## TASK DESCRIPTION
Reproduce the following lines word for word, everything from the line containing "Tag every instance of the side" down to the line containing "[1206, 414]", both included, and omit the pictures from the answer.

## RECORDS FOR THE EXERCISE
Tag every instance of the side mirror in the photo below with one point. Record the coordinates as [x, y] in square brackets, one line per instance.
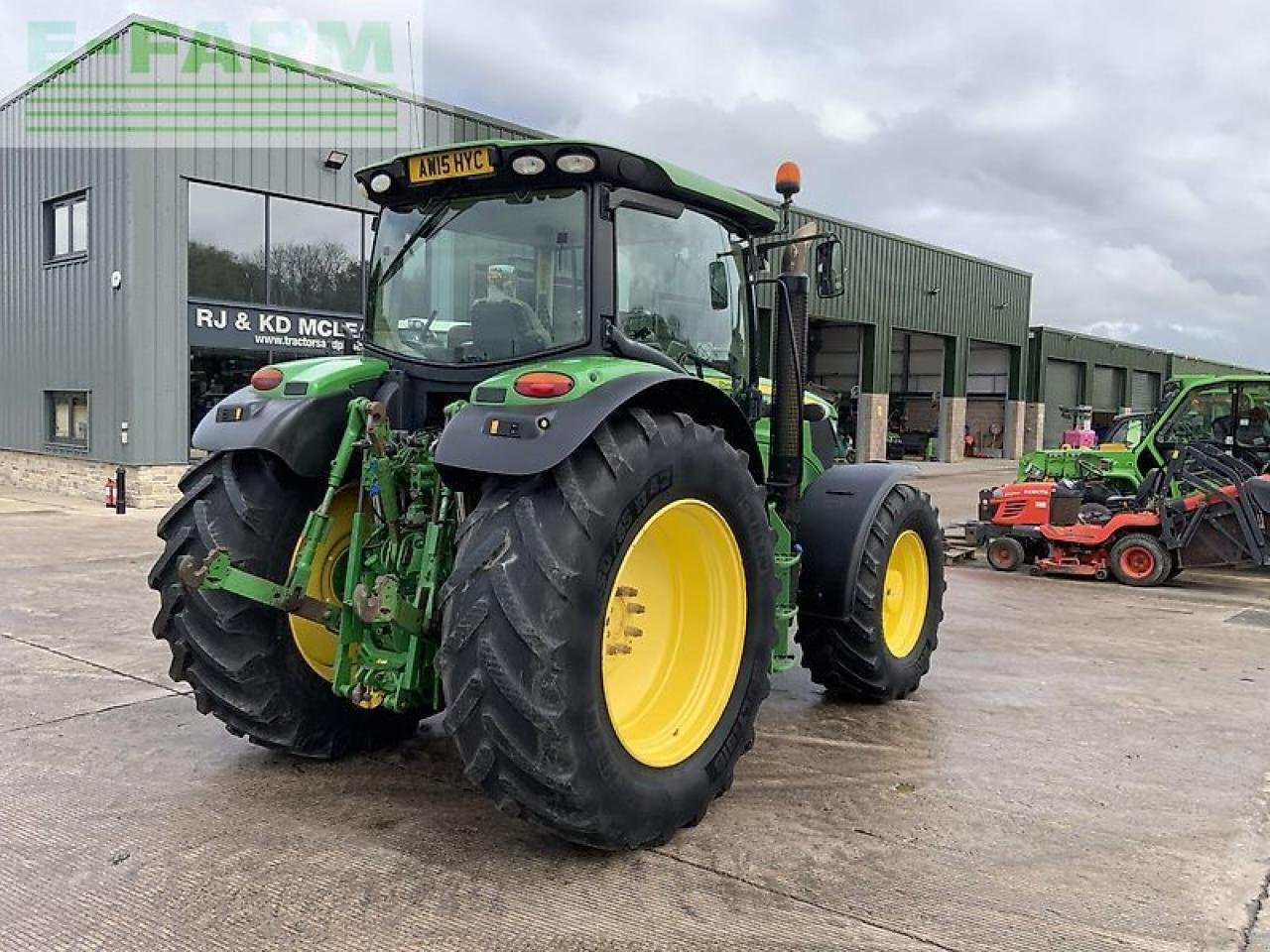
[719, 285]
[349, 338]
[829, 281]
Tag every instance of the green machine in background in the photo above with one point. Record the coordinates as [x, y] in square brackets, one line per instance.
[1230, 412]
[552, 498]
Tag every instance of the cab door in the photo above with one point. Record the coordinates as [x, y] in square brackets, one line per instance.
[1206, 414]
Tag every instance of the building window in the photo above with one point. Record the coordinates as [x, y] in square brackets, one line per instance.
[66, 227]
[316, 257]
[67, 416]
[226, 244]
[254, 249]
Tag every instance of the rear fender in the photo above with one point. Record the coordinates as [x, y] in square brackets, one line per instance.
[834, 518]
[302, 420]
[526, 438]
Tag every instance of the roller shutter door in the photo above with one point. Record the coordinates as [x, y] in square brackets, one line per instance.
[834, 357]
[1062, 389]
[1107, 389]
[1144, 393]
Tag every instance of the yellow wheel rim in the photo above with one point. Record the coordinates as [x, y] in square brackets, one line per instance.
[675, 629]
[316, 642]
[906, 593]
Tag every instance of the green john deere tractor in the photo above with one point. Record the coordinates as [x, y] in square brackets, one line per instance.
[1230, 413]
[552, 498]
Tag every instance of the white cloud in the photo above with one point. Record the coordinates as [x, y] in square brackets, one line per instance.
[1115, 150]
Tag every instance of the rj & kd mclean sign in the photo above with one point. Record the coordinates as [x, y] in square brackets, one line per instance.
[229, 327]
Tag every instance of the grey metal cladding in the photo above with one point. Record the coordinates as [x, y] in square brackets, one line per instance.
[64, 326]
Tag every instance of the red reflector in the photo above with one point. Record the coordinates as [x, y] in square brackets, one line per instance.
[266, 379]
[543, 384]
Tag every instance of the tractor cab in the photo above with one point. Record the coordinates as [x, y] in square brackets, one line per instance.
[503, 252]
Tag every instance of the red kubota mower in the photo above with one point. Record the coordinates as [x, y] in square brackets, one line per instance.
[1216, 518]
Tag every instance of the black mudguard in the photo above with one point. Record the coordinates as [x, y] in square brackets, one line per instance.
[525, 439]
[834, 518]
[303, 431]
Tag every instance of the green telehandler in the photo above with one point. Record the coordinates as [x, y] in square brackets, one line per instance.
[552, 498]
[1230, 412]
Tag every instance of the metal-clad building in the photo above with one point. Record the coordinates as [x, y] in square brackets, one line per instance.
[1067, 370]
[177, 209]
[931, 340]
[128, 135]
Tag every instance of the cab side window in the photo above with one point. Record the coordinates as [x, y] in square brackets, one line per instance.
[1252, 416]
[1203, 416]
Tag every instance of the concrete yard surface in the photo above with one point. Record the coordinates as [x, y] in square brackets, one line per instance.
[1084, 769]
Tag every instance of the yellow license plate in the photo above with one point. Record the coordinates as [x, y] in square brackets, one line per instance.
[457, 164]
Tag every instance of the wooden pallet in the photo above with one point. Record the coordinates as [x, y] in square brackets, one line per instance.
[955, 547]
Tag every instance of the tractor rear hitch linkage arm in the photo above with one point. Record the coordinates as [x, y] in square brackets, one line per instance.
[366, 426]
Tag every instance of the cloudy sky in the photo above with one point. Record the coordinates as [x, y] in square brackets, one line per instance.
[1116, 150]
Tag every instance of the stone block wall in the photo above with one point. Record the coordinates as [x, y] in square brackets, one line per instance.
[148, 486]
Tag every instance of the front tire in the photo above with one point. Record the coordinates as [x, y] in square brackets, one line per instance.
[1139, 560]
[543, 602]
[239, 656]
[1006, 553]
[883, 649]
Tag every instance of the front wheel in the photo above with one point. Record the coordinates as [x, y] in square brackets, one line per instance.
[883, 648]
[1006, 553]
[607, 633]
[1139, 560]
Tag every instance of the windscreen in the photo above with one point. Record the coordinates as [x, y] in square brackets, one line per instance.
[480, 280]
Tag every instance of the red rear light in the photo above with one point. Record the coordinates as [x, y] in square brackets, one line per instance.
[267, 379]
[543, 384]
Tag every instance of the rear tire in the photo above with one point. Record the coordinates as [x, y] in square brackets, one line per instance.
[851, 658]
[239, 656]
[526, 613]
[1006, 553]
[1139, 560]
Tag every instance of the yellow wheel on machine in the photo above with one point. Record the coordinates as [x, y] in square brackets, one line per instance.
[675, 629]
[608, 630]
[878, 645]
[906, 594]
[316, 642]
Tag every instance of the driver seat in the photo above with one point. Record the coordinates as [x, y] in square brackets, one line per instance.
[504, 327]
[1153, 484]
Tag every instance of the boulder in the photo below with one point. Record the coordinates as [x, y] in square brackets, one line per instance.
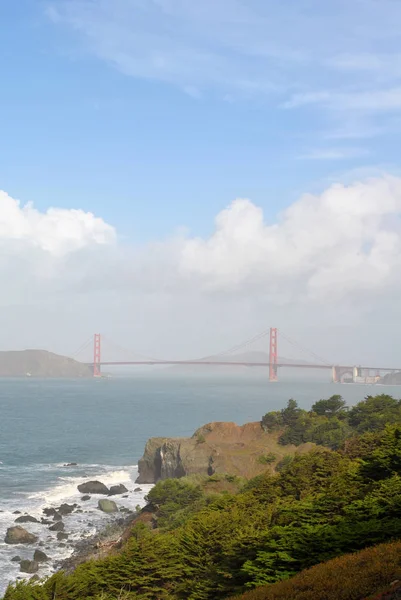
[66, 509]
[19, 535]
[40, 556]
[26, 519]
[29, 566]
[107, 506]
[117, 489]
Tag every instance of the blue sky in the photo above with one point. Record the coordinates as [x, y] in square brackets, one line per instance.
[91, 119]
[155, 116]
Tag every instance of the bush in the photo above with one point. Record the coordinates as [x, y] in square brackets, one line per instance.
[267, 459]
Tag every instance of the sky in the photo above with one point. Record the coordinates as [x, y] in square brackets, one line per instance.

...

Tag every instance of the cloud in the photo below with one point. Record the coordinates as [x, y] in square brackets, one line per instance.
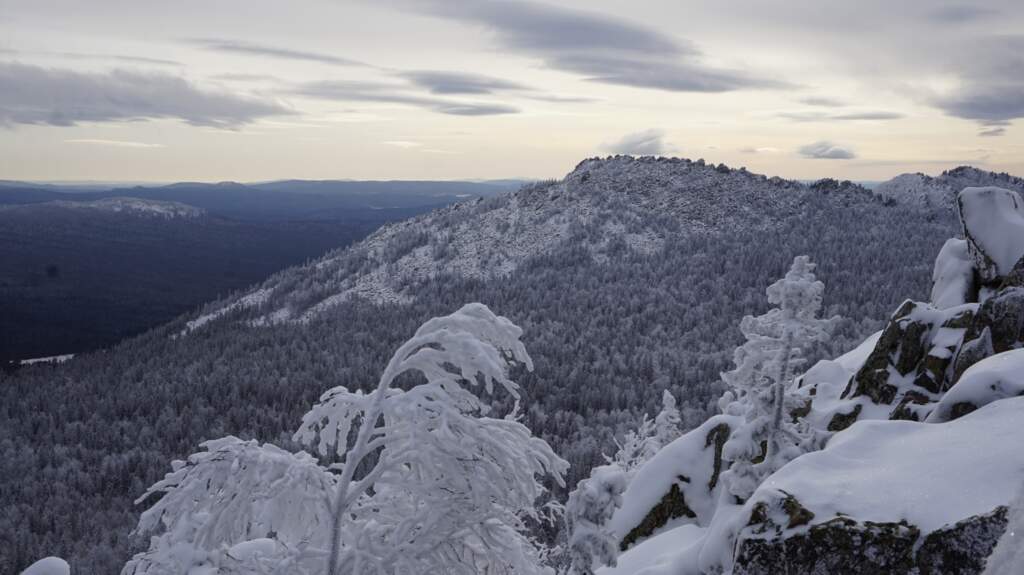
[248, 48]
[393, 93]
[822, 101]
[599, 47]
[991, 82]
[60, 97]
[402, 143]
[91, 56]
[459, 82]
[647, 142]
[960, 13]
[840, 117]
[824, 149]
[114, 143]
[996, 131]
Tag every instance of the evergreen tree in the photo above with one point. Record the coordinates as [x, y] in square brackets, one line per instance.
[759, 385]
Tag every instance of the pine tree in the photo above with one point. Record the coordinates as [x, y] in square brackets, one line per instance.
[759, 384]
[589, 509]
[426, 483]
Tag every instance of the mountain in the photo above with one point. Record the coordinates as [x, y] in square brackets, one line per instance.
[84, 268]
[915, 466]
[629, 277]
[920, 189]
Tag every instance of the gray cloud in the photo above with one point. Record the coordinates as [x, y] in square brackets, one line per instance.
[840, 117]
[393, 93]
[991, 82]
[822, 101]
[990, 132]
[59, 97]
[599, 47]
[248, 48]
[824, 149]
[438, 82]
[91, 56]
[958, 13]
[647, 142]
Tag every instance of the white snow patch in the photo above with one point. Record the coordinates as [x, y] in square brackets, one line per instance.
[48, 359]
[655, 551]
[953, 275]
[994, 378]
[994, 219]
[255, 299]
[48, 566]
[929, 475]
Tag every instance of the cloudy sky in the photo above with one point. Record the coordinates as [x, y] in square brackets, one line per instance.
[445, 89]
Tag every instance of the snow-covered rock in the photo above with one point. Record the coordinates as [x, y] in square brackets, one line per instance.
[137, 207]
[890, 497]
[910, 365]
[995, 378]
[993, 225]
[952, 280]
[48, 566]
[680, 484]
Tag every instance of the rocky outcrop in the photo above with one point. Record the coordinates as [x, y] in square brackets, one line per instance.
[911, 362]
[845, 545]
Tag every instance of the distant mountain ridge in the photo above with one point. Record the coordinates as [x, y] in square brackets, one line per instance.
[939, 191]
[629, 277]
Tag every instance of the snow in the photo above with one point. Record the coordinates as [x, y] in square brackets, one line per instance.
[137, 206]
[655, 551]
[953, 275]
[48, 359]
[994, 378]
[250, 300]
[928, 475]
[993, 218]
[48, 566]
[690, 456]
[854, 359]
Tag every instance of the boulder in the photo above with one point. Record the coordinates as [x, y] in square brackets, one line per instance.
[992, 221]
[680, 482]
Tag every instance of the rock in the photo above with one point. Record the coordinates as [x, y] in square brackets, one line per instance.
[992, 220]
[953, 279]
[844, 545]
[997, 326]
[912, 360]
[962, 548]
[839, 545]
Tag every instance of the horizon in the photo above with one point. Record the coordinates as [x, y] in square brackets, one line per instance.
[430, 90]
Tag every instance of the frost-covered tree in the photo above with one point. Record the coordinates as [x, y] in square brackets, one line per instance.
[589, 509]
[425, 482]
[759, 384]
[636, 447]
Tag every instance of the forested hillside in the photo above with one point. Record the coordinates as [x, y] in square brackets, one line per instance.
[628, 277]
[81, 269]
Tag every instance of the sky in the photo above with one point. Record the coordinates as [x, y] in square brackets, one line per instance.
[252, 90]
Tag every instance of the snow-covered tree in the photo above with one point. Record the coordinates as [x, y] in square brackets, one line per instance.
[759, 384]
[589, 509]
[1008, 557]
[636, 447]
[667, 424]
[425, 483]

## THE RESPONSE
Tag every instance of the side mirror in the photo below with one point. Record the coordinates as [x, y] in square brackets, one line per instance.
[719, 285]
[349, 338]
[829, 281]
Tag every instance of the green machine in background in the photo above with one point. Record the coordinates as [x, y] in square brackets, one line per instance.
[1230, 412]
[552, 498]
Tag every instance of the cab door in the photo above with one point. Record the coordinates as [x, y] in square brackets, one line per instance.
[1206, 414]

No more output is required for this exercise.